Brief:
Update the data below by replacing each "a dot on each instance" with "a point on each instance" and keeping every other line the same. Leave the pictures out of your reply.

Stored data entries
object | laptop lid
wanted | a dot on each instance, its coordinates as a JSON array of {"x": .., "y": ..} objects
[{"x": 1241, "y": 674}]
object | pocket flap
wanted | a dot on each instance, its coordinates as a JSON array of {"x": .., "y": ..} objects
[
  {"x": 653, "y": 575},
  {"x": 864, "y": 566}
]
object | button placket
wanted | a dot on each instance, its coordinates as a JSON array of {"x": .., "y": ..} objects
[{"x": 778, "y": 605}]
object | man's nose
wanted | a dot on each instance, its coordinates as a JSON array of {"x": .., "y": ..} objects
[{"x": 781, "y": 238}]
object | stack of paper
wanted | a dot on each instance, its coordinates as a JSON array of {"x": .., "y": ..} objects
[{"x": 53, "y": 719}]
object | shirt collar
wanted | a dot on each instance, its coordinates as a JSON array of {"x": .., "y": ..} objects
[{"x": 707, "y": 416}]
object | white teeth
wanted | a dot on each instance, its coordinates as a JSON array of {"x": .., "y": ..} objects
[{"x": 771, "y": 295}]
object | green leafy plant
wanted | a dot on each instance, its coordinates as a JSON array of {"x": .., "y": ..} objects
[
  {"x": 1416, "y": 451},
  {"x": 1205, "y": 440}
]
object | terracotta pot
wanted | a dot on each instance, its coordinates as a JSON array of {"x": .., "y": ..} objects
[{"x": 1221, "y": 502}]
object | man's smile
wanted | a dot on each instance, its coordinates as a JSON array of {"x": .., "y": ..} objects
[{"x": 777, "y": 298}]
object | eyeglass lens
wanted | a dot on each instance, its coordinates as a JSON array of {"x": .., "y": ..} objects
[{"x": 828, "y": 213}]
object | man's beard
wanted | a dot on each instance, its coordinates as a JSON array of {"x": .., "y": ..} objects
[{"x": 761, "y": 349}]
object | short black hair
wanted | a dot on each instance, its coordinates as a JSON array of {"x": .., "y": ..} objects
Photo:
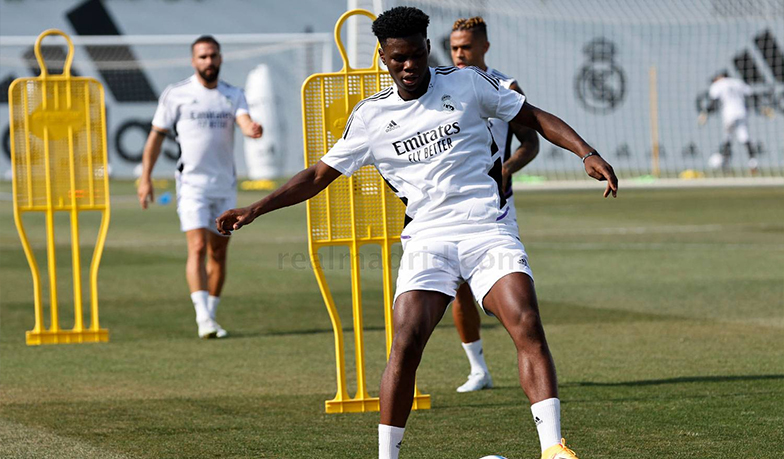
[
  {"x": 475, "y": 25},
  {"x": 721, "y": 74},
  {"x": 400, "y": 22},
  {"x": 206, "y": 39}
]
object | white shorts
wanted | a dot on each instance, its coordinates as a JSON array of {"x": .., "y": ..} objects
[
  {"x": 441, "y": 265},
  {"x": 739, "y": 129},
  {"x": 199, "y": 211}
]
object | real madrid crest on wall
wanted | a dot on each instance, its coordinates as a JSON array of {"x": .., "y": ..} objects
[{"x": 600, "y": 84}]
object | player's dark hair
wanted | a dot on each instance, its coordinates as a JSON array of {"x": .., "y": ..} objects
[
  {"x": 206, "y": 39},
  {"x": 400, "y": 22},
  {"x": 475, "y": 24},
  {"x": 721, "y": 74}
]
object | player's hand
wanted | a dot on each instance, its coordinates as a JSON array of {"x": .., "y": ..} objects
[
  {"x": 234, "y": 219},
  {"x": 145, "y": 192},
  {"x": 255, "y": 130},
  {"x": 601, "y": 170},
  {"x": 506, "y": 176}
]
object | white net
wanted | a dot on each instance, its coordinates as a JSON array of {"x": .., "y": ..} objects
[
  {"x": 134, "y": 70},
  {"x": 591, "y": 63}
]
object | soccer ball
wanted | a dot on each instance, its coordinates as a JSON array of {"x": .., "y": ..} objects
[{"x": 716, "y": 161}]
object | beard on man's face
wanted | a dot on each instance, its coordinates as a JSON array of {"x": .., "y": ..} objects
[{"x": 210, "y": 74}]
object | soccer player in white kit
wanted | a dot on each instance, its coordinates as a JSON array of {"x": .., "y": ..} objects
[
  {"x": 730, "y": 94},
  {"x": 442, "y": 160},
  {"x": 468, "y": 45},
  {"x": 202, "y": 111}
]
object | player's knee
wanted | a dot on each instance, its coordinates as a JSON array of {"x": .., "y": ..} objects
[
  {"x": 525, "y": 325},
  {"x": 409, "y": 344},
  {"x": 197, "y": 248},
  {"x": 218, "y": 256}
]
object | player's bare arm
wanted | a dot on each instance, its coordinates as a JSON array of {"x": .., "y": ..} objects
[
  {"x": 248, "y": 127},
  {"x": 526, "y": 152},
  {"x": 561, "y": 134},
  {"x": 152, "y": 149},
  {"x": 301, "y": 187}
]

Response:
object | laptop lid
wanted | a point on each instance, its coordinates as a JSON array of {"x": .., "y": ..} objects
[{"x": 1241, "y": 674}]
object | pocket flap
wanted | a point on each instance, its coordinates as a JSON array of {"x": .., "y": ..} objects
[
  {"x": 653, "y": 575},
  {"x": 864, "y": 566}
]
object | button placket
wanted | a point on each instance, its coordinates as a JSON array of {"x": .., "y": ..} objects
[{"x": 778, "y": 605}]
object | man's nose
wanted | a point on each instance, its coordinates as a JSON array of {"x": .., "y": ..} objects
[{"x": 781, "y": 238}]
object | stack of paper
wanted | a point on each instance, its coordinates as a JSON array of {"x": .., "y": ..} objects
[{"x": 53, "y": 719}]
object | shirt collar
wanted | a point on each instance, its coordinates as a JSON array of {"x": .., "y": ..} objects
[{"x": 707, "y": 416}]
object | white teeth
wanted | a point on each instance, its coordinates as a JSON array of {"x": .., "y": ..} objects
[{"x": 771, "y": 295}]
object | green leafy plant
wanted | a point on each instance, its coordinates as a JSON array of {"x": .., "y": ..} objects
[
  {"x": 1416, "y": 451},
  {"x": 1205, "y": 440}
]
object | terracotta pot
wanted | a point on each instance, its coordinates as a JSON array of {"x": .., "y": ..} objects
[{"x": 1221, "y": 502}]
object | man's smile
wanted | a point on each instance, its coordinates as a JSON array of {"x": .., "y": ..} objects
[{"x": 777, "y": 298}]
object | eyeglass lens
wanted | a point on each instance, its coordinates as a JSON array of {"x": .., "y": ..} objects
[{"x": 828, "y": 213}]
object | man's beard
wanted | a point on each instance, its coordinates as a JSON array of {"x": .., "y": ..} objects
[{"x": 761, "y": 349}]
object | short black hair
wanted | a point on each instance, its coordinates as a JSON array of {"x": .., "y": ..} objects
Photo:
[
  {"x": 475, "y": 25},
  {"x": 721, "y": 74},
  {"x": 400, "y": 22},
  {"x": 206, "y": 39}
]
object | white shorts
wanted | a point on each instance, its coordinates as a JSON array of {"x": .., "y": ..} objects
[
  {"x": 441, "y": 265},
  {"x": 739, "y": 129},
  {"x": 199, "y": 211}
]
object | real madrid crest on wall
wanted | a point on each instance, its coordinates as a JSON array of {"x": .., "y": ..} objects
[{"x": 600, "y": 84}]
object | player's dark hair
wanted | a point on each instance, its coordinates as a JSON array of {"x": .., "y": ..} objects
[
  {"x": 206, "y": 39},
  {"x": 400, "y": 22},
  {"x": 475, "y": 24},
  {"x": 721, "y": 74}
]
object | player's hand
wanted | a point on each instance, its coordinates as a JSON array of {"x": .., "y": ..} objects
[
  {"x": 234, "y": 219},
  {"x": 145, "y": 192},
  {"x": 255, "y": 130},
  {"x": 601, "y": 170},
  {"x": 506, "y": 176}
]
object | white net
wanted | a point on each instance, its coordinates as a JSON array of {"x": .., "y": ..} objects
[
  {"x": 134, "y": 70},
  {"x": 591, "y": 63}
]
object | soccer ball
wanted | a point on each instance, its coordinates as a JSON array of {"x": .., "y": ..} objects
[{"x": 716, "y": 161}]
object | beard on man's face
wanted | a point on each instance, its coordinates as a JSON array of {"x": .., "y": ..} objects
[{"x": 210, "y": 74}]
object | soccer player in white kit
wanted | a point on each instance, its coordinates as a JSON array of {"x": .., "y": ..} objects
[
  {"x": 730, "y": 94},
  {"x": 442, "y": 160},
  {"x": 468, "y": 45},
  {"x": 202, "y": 111}
]
object | player's knee
wanted | a point on each instance, its coordinates as a JSON array of {"x": .., "y": ..} objects
[
  {"x": 525, "y": 325},
  {"x": 409, "y": 344},
  {"x": 197, "y": 248},
  {"x": 218, "y": 256}
]
object | player's bare arm
wanted | a point on each instance, its coordinates as a JSON array of {"x": .., "y": ..} objects
[
  {"x": 248, "y": 127},
  {"x": 526, "y": 152},
  {"x": 561, "y": 134},
  {"x": 152, "y": 149},
  {"x": 301, "y": 187}
]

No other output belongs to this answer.